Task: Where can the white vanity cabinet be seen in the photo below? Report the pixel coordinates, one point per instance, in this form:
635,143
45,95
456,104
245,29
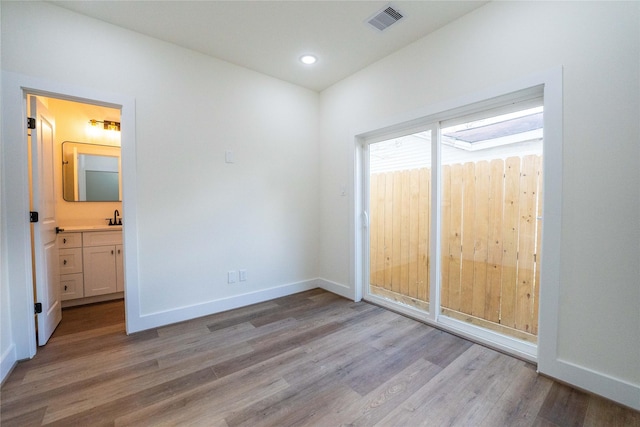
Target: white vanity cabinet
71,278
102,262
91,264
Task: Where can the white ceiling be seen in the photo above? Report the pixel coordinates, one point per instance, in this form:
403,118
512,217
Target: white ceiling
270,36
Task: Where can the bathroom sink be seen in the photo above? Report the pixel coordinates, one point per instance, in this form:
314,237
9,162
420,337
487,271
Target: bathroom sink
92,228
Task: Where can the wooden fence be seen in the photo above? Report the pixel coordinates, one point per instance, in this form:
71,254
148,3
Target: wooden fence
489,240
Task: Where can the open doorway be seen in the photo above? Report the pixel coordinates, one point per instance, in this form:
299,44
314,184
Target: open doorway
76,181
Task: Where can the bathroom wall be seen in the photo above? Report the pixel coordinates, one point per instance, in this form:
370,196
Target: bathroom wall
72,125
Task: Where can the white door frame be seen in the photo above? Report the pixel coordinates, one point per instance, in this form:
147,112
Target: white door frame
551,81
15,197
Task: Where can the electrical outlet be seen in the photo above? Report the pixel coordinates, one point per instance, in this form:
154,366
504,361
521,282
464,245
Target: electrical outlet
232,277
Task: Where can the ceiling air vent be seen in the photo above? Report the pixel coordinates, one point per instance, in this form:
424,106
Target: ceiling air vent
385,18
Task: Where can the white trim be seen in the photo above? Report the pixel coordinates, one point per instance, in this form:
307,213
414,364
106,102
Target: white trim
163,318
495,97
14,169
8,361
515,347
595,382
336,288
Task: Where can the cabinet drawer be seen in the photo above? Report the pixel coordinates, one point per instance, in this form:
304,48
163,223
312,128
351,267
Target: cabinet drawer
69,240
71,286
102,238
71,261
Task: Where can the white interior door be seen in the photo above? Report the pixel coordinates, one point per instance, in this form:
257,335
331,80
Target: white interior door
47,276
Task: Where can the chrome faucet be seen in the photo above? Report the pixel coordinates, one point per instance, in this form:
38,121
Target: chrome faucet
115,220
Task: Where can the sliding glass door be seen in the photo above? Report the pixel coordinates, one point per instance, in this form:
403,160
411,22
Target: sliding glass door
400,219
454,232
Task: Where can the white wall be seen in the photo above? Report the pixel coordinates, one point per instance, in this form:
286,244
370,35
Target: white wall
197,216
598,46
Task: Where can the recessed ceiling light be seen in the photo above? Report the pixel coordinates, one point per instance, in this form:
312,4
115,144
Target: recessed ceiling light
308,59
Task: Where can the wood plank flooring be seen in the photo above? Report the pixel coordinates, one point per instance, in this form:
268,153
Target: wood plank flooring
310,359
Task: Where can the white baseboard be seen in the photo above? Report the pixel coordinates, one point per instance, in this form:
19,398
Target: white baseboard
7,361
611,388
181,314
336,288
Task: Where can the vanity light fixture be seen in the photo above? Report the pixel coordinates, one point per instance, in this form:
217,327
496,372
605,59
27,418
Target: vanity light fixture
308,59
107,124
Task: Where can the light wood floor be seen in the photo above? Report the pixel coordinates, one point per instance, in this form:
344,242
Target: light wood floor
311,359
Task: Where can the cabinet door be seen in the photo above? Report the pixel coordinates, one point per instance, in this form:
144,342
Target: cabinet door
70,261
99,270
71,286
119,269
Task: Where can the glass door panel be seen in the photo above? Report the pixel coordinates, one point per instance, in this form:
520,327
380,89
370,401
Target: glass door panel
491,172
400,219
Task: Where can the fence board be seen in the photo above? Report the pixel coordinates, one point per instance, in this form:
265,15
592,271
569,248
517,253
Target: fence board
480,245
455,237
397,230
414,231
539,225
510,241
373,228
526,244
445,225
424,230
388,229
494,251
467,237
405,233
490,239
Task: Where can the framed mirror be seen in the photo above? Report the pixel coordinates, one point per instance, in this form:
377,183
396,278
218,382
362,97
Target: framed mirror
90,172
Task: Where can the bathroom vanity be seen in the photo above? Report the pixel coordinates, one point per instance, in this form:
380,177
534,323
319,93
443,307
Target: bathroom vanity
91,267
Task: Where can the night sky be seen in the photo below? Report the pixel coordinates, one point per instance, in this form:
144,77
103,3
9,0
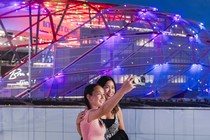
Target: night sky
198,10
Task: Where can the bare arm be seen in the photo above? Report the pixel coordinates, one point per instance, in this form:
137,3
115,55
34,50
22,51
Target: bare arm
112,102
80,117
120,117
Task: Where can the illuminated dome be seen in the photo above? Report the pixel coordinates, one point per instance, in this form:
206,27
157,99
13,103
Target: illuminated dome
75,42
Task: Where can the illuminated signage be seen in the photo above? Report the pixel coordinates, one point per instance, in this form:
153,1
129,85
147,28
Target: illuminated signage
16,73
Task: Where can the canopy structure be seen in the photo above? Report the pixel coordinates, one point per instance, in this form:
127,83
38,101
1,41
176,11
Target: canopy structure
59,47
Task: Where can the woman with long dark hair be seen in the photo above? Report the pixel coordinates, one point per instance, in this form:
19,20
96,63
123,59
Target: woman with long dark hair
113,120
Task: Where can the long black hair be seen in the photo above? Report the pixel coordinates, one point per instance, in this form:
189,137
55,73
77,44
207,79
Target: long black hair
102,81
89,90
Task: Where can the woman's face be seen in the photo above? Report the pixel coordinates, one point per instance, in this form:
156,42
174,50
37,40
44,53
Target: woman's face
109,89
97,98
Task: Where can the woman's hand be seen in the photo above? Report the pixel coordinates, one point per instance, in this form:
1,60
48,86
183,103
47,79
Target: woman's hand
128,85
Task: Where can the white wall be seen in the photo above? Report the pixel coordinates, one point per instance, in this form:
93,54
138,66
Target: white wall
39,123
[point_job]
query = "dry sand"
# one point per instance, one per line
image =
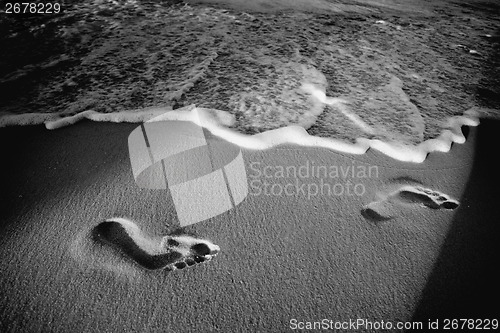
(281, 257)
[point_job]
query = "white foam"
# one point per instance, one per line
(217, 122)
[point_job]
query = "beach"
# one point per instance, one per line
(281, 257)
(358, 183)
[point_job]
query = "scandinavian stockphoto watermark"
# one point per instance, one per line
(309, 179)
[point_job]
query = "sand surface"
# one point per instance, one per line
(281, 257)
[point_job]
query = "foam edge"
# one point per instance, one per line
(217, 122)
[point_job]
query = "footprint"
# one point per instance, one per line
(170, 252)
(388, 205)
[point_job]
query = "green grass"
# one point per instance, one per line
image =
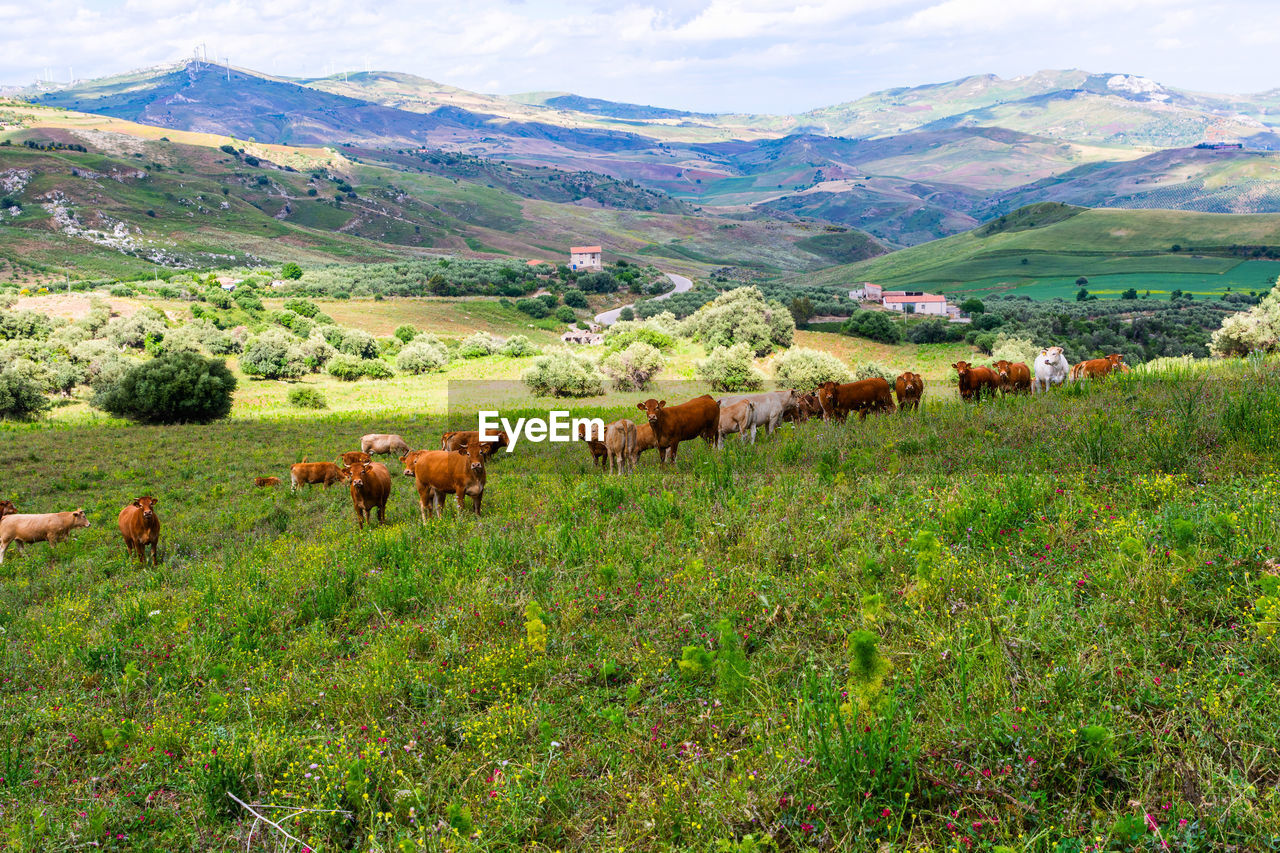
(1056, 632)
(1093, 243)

• [What the task requires]: Before you return the listing exactly, strip out its pictures.

• [Output of the exercise]:
Task: Where can the white vanity cabinet be seen in the photo below? Report the pixel coordinates, one point per instance, in this form:
635,143
45,95
456,104
245,29
Target: white vanity cabinet
71,278
102,262
91,264
Task: Where can the white ceiling be seen in the photo above? Report the pixel coordinates, one point per instance, in this form:
403,118
512,217
Target: white ceiling
270,36
Task: Where can the bathroom sink be seen in the photo above? Report the pixel coordinates, one point per instance, in this form:
314,237
9,162
420,337
487,271
Target: bathroom sink
92,228
Task: Where can the wooden fence be seen in the photo above? Report the pixel coordinates, one point per instance, in this form:
71,254
148,3
Target: wooden fence
489,240
Task: Where can the open doorway be seen in the photo above? Report the pixel coordinates, one point per instance, in this form:
299,44
314,184
Target: open doorway
76,181
Task: Where can the bathroom wall be seen in the photo above? Report the pixel coordinates, one point per instance, in this form:
370,196
Target: bathroom wall
72,125
Task: Where can the white door frame be seen in the photo above? Report the pixel coordinates, one point per instance, in this form:
147,112
Target: white door frame
551,81
15,197
Task: Where can the electrical outlet be seen in the photo above? Report the pixel coordinates, one point per instance, in this form:
154,366
504,361
521,282
464,245
Target: electrical outlet
232,277
Task: Where can the ceiling air vent be seen in the photo above? Report the pixel coordinates, one point per instance, in this form:
424,106
Target: ceiling air vent
385,18
Task: Where can the white trim be seen in the photo above? Report the pixel coordinates, one point per instance, in this form:
307,213
414,364
106,102
Target: white trim
163,318
495,97
14,169
8,361
515,347
595,382
336,288
Task: Where can the cabinet drawer be seen in the photo above? Report the pixel coordinates, one point per instance, in this form:
304,48
163,223
312,128
351,267
Target: cabinet drawer
69,240
71,286
102,238
71,261
Task: Where can the white interior door be seen in the photo above? Report the pixel coordinates, one point per instance, in this form:
257,335
331,80
Target: white interior door
47,276
Task: Where can the chrome faucet be seen in the photo above? Report the pixel coordinates, one point per instance, in this form:
38,121
Target: chrome faucet
115,220
Task: Where can the sliding glass door be seen in the photo above? Report the pixel coordinates, one point per instance, in this form:
403,160
411,22
Target: sliding glass door
400,219
454,232
Task: Where can the white wall be seen in the photo above? Report the pixel coordinates, one point per instance, in this form:
286,244
370,35
Target: white wall
197,216
598,46
Task: Where can the recessed ceiling light be seen in the photo above? Report the pixel coordinates, one point per instance, in this form:
312,4
115,144
Target: recessed ceiling light
308,59
Task: Where can the wood plank flooring be seen in the photo above? Report the pixel coordinates, one point per instance, in this form:
268,153
Target: wood plank flooring
310,359
Task: Where can the white baseboard be seen in the photo above? Report the pixel coordinates, one point per instance, in this form:
19,398
Target: white baseboard
7,361
611,388
181,314
336,288
Task: Where can the vanity light fixture be seen in the photo above? Report the pixel coordinates, one point per instance, in this form:
217,327
496,372
605,59
27,418
Target: vanity light fixture
308,59
107,124
Task: Where can the light wood floor be seen in the photo above? Report the pixel coordinates, one point per instance, in this form:
344,242
Target: light wood floor
311,359
Task: Where can the cabinet door be seen in the photo above? Report the pixel coordinates, one point per instance, in this form:
144,342
Target: cabinet door
70,261
99,270
71,286
119,269
Task: Where can the glass door panel be seen in the photo above? Report the pixel coordinates, one point per instance, in this form:
520,327
380,89
370,401
Target: glass door panel
491,172
400,219
Task: Where can the fence board be seen in the photo above? Report the pixel coordinates, one point per instance, in this form:
265,15
592,271
569,248
517,253
Target: fence board
480,245
455,237
397,230
414,231
539,225
510,241
373,228
526,244
445,225
424,230
388,229
494,251
467,237
405,233
490,239
Task: Where can the framed mirror be seen in the photo above? Report the pixel coordinates, one point per instance, in this form:
377,183
396,278
218,382
362,97
Target: framed mirror
90,172
Task: Where can the bathroom vanity be seen in the photo above? Report the pixel coordinates, one point per instance, in this form:
380,177
534,323
319,93
443,307
Target: bathroom vanity
91,267
Task: Where can the night sky be seen in the photo below? Report the pixel coordinates, one point per instance, in this form:
144,77
103,3
9,0
Target: night sky
198,10
Task: Where can the bare arm be seen in the photo above? Report the pixel coordinates, one point per instance, in this form:
137,3
115,55
34,50
22,51
Target: bare arm
112,102
80,117
120,117
Task: Where can the illuminated dome be seen in the photo above? Report the pixel coordinates, one point per instance, in this form:
206,27
157,99
13,103
Target: illuminated dome
75,42
Task: Where can the illuminated signage be seen in the photo above? Report the pixel coordinates, one point per instance, in this form:
153,1
129,85
147,28
Target: illuminated signage
16,73
Task: Where can the canopy structure be seen in the photo above? Report the pixel coordinates, one point per instance, in this form:
127,83
38,101
1,41
176,11
Target: canopy structure
59,47
Task: Where can the woman with long dark hair be seen in the photo above? Report the pixel coordinates, one point per instance, in this form:
19,20
96,63
123,59
Target: woman with long dark hair
113,120
Task: Where can the long black hair be seen in the photo above? Report the pixel coordinates, one point per instance, in this form:
189,137
55,73
77,44
207,79
Target: long black hair
102,81
89,90
Task: Where can the woman's face be seen in the photo above? Report the pixel coordinates, one point per instance, in this form:
156,42
174,50
37,40
44,53
Target: woman's face
109,89
97,98
Task: Where can the woman's hand be seen in the photo above? Report the pixel coordinates, one point per instance, in this form:
1,60
48,86
183,103
47,79
Target: woman's hand
128,85
Task: Where can the white wall be seen in the photo above? Report the pixel coordinates, one point per instance, in this form:
93,54
138,66
Target: white wall
39,123
[point_job]
query = "dry sand"
# one point per instance, one per line
image =
(281, 257)
[point_job]
query = "white foam"
# one point per instance, one per line
(217, 122)
[point_job]
query = "beach"
# one point per instance, one per line
(281, 257)
(358, 183)
[point_job]
query = "scandinavian stockphoto watermark"
# one point per instance, one per line
(309, 179)
[point_job]
query = "sand surface"
# one point per instance, one per line
(281, 257)
[point_job]
query = "foam edge"
# one point per instance, one per line
(217, 122)
[point_job]
query = "footprint"
# one point per instance, one per line
(170, 252)
(388, 205)
[point_job]
query = "green grass"
# one point per instance, one per line
image =
(1056, 632)
(1093, 243)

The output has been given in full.